------ Data ------
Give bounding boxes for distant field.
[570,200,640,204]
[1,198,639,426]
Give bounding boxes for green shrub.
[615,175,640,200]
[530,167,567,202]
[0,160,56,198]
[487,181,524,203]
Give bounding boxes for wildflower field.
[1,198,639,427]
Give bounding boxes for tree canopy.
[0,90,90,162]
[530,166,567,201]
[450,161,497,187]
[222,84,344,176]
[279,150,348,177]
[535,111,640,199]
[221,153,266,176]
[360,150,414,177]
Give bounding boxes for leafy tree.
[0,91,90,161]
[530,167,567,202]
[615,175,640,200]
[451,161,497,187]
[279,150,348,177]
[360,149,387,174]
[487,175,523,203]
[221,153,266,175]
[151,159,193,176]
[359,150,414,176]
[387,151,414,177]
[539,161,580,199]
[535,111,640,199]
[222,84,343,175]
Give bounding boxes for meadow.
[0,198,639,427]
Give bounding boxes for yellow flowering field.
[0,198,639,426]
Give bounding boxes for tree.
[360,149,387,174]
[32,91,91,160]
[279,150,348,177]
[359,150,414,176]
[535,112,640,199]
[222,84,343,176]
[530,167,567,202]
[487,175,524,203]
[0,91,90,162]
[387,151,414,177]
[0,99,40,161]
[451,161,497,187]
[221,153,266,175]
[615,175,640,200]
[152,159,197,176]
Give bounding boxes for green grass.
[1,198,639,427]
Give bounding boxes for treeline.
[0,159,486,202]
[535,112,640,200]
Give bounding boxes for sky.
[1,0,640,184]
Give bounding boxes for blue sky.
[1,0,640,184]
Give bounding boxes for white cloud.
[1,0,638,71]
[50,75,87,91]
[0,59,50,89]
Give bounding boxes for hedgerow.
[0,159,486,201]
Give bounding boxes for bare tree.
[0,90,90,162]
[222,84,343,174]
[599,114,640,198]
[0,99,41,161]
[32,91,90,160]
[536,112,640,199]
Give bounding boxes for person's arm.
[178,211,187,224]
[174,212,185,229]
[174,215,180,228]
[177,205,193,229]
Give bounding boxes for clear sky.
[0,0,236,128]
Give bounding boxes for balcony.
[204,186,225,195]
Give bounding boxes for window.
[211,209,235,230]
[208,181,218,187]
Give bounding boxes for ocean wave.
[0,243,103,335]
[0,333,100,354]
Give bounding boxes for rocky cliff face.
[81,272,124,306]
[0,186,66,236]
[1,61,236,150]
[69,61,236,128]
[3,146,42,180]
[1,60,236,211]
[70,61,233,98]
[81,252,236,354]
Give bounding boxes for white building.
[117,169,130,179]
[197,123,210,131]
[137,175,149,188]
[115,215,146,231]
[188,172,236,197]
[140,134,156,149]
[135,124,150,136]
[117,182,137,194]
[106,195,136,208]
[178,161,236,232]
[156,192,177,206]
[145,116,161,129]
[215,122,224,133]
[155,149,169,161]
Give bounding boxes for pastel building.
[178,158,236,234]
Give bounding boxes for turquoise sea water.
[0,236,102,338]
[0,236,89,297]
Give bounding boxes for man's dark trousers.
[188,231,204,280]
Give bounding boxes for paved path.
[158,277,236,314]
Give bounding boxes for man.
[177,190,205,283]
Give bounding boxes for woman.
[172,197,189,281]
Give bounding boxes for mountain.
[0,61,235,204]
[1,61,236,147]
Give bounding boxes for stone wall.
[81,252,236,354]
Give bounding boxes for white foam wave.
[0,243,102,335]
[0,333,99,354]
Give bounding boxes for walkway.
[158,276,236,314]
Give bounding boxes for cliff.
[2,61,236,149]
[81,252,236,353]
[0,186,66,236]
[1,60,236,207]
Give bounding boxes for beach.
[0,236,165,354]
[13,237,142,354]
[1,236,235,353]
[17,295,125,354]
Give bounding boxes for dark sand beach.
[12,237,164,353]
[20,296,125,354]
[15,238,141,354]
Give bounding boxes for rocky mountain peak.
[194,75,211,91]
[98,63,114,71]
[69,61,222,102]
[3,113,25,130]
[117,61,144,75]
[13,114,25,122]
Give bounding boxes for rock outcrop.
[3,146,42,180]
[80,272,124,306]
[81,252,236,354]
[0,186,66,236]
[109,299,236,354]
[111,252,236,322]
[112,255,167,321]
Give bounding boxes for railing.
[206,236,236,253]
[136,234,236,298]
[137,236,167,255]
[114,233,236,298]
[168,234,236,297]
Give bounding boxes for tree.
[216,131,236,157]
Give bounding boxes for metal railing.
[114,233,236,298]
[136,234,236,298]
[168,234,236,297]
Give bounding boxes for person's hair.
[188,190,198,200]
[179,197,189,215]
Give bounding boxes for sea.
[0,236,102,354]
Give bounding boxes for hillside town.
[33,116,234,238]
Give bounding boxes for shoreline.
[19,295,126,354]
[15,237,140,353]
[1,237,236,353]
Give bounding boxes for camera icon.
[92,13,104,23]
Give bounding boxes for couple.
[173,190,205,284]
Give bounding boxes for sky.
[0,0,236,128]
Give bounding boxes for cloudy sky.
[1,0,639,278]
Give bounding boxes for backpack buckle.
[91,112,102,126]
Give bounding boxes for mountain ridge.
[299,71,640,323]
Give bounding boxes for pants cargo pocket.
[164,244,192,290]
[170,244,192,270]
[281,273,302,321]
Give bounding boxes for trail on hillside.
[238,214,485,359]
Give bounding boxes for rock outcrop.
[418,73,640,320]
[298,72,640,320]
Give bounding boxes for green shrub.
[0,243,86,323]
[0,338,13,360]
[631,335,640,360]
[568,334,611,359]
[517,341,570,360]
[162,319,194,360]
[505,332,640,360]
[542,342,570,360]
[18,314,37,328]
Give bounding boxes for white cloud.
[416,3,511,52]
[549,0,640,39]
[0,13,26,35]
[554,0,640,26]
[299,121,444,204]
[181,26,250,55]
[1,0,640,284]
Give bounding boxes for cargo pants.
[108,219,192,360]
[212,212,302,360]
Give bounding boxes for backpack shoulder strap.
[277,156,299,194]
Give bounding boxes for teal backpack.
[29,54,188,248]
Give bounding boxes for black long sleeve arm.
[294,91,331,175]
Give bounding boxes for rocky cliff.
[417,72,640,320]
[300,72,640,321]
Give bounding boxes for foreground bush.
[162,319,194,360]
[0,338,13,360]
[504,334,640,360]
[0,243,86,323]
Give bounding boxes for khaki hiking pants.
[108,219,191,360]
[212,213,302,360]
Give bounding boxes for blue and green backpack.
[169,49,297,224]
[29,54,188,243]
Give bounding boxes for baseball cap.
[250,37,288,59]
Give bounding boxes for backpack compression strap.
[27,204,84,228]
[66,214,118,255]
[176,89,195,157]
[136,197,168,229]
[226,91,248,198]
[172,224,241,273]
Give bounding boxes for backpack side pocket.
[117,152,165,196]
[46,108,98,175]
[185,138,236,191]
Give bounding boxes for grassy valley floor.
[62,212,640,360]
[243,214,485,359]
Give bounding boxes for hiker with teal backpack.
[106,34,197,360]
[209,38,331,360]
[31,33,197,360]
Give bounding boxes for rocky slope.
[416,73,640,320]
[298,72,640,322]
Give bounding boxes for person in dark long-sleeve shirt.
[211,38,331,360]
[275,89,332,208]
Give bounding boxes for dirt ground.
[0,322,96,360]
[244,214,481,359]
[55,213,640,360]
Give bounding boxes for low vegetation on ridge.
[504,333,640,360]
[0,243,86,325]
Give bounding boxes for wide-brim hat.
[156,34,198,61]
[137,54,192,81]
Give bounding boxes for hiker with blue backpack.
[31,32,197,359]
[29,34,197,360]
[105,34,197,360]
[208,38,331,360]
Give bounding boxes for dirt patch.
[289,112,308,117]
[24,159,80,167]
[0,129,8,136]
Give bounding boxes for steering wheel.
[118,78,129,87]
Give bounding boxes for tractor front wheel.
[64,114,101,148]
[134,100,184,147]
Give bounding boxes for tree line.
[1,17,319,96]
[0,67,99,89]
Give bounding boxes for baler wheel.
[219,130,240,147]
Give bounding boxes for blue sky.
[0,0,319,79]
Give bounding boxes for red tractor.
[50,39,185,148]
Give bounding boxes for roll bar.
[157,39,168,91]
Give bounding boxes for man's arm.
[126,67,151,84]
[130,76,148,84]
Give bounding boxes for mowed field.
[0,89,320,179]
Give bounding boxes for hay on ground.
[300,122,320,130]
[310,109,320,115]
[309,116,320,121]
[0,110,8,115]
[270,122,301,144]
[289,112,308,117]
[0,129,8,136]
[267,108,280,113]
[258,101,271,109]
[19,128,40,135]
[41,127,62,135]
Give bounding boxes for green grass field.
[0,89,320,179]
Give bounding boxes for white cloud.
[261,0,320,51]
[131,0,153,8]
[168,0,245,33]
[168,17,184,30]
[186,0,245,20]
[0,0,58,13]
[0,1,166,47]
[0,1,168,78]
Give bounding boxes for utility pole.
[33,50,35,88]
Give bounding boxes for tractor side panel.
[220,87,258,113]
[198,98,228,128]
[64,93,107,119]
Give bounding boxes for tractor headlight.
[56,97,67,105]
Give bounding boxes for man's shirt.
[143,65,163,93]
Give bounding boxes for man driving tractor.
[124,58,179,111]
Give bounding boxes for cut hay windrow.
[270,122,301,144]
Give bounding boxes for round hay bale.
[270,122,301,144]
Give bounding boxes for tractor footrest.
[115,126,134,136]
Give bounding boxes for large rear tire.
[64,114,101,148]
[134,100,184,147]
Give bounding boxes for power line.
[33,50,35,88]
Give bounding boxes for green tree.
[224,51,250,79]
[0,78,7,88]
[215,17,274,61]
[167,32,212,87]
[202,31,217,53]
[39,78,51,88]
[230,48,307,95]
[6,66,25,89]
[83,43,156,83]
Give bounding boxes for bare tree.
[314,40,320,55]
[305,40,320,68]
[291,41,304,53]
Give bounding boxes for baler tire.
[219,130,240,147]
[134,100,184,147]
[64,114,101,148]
------
_Your instructions_. Take the line with "Give bounding boxes for round hay bale." and all lines after it through the end of the records, and write them out exactly; include nothing else.

_Result of this task_.
Give bounding boxes for round hay bale.
[270,122,301,144]
Give bounding boxes for tractor footrest.
[115,126,134,136]
Give bounding boxes for large rear tire.
[64,114,101,148]
[134,100,184,147]
Give bounding boxes for power line.
[33,50,35,88]
Give bounding boxes for green tree.
[224,51,250,79]
[0,78,7,88]
[215,17,274,61]
[167,32,212,87]
[202,31,217,53]
[39,78,51,88]
[230,48,307,95]
[6,66,25,89]
[83,43,156,83]
Give bounding boxes for bare tree.
[314,40,320,55]
[305,40,320,68]
[291,41,304,53]
Give bounding boxes for baler tire.
[219,130,240,147]
[134,100,184,147]
[64,114,101,148]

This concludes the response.